_SET TASK_
Turn the part of the listing between the lines holding "finial --coords whole-pixels" and "[[[60,4],[52,2],[49,4],[47,8],[48,12],[52,15],[57,15],[60,12]]]", both included, into a numbered list, one line per item, with blank lines dropped.
------ DATA FOR THIS EXERCISE
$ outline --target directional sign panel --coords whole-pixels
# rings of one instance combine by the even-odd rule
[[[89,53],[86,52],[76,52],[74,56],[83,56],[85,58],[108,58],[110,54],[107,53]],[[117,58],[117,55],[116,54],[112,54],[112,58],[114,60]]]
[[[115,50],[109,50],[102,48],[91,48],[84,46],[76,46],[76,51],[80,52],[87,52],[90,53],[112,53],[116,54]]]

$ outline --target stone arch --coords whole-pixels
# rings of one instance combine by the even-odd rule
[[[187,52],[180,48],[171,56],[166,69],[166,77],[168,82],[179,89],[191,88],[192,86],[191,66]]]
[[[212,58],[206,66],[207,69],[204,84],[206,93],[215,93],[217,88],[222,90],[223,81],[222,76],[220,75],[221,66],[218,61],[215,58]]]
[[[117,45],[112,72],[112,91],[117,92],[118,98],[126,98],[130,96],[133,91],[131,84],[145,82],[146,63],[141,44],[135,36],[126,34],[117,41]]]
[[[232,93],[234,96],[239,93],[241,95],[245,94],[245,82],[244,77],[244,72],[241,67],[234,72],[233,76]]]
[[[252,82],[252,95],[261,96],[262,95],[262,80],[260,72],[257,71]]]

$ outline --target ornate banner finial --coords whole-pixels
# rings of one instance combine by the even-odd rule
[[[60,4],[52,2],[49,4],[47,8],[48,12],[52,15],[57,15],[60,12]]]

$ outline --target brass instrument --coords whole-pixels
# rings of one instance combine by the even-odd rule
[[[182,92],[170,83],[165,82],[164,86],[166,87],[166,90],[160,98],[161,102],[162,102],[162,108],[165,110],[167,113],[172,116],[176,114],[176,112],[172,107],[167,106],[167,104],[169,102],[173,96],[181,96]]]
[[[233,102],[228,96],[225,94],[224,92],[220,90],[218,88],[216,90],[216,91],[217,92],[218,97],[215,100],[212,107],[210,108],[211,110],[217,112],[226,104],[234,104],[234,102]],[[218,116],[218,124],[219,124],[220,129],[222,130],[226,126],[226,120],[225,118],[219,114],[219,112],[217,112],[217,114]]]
------------
_EXERCISE OUTPUT_
1. $ outline --target ornate banner finial --coords whole-pixels
2. # rings of one instance combine by the even-odd rule
3. [[[60,4],[52,2],[49,4],[47,8],[48,12],[52,15],[57,15],[60,12]]]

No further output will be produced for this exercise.